Document segment:
Re: [RFC 0/6] Non perf based Gen Graphics OA unit driver

Peter Zijlstra <peterz@xxxxxxxxxxxxx> · Fri, 16 Oct 2015 11:43:06 +0200

On Tue, Sep 29, 2015 at 03:39:03PM +0100, Robert Bragg wrote:
> - We're bridging two complex architectures
> 
>     To review this work I think it will be relevant to have a good
>     general familiarity with Gen graphics (e.g. thinking about the OA
>     unit's interaction with the command streamer and execlist
>     scheduling) as well as our userspace architecture and how we're
>     consuming OA data within Mesa to implement the
>     INTEL_performance_query extension.
>
>     On the flip side here, its necessary to understand the perf
>     userspace interface (for most this is hidden by tools so the details
>     aren't common knowledge) as well as the internal design, considering
>     that the PMU we're looking at seems to break several current design
>     assumptions. I can only claim a limited familiarity with perf's
>     design, just as a result of this work.

Right; but a little effort and patience on both sides should get us
there I think. At worst we'll both learn something new ;-)

> - The current OA PMU driver breaks some significant design assumptions.
> 
>     Existing perf pmus are used for profiling work on a cpu and we're
>     introducing the idea of _IS_DEVICE pmus with different security
>     implications, the need to fake cpu-related data (such as user/kernel
>     registers) to fit with perf's current design, and adding _DEVICE
>     records as a way to forward device-specific status records.

There are more devices with counters on than GPUs, so I think it might
make sense to look at extending perf to better deal with this.

>     The OA unit writes reports of counters into a circular buffer,
>     without involvement from the CPU, making our PMU driver the first of
>     a kind.

Agreed, this is somewhat 'odd' from where we are today.

>     Perf supports groups of counters and allows those to be read via
>     transactions internally but transactions currently seem designed to
>     be explicitly initiated from the cpu (say in response to a userspace
>     read()) and while we could pull a report out of the OA buffer we
>     can't trigger a report from the cpu on demand.
>
>     Related to being report based; the OA counters are configured in HW
>     as a set while perf generally expects counter configurations to be
>     orthogonal. Although counters can be associated with a group leader
>     as they are opened, there's no clear precedent for being able to
>     provide group-wide configuration attributes and no obvious solution
>     as yet that's expected to be acceptable to upstream and meets our
>     userspace needs.

Written instruction a: Rewrite the records with every "instance" changed to "occurrence" and everything else left the same. Leave the pictures out.
The records that follow are unrelated to the OA unit driver discussion.

[Location identification entries]

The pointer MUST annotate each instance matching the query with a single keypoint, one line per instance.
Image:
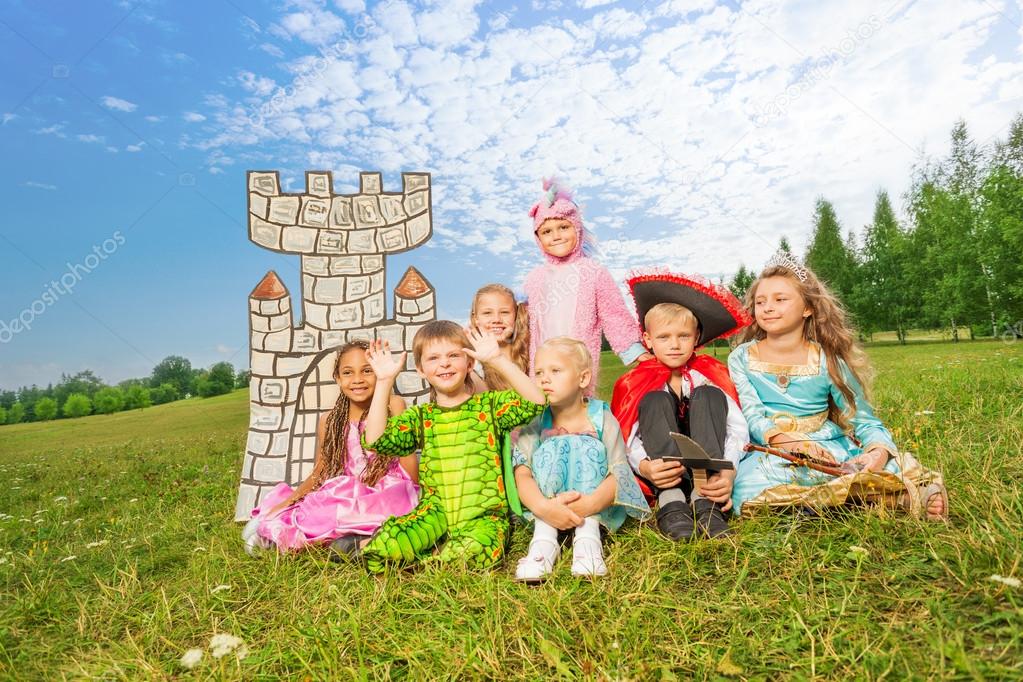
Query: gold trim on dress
(787, 422)
(811, 368)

Written instruction b: Set down the OA unit driver discussion word for word, everything from "Right; but a" down to "device-specific status records.".

Full answer a:
The pointer MUST annotate each occurrence matching the query with a single keypoint, one line per occurrence.
Image:
Query: gold trim on dress
(787, 422)
(811, 368)

Full answer b:
Right; but a little effort and patience on both sides should get us
there I think. At worst we'll both learn something new ;-)

> - The current OA PMU driver breaks some significant design assumptions.
> 
>     Existing perf pmus are used for profiling work on a cpu and we're
>     introducing the idea of _IS_DEVICE pmus with different security
>     implications, the need to fake cpu-related data (such as user/kernel
>     registers) to fit with perf's current design, and adding _DEVICE
>     records as a way to forward device-specific status records.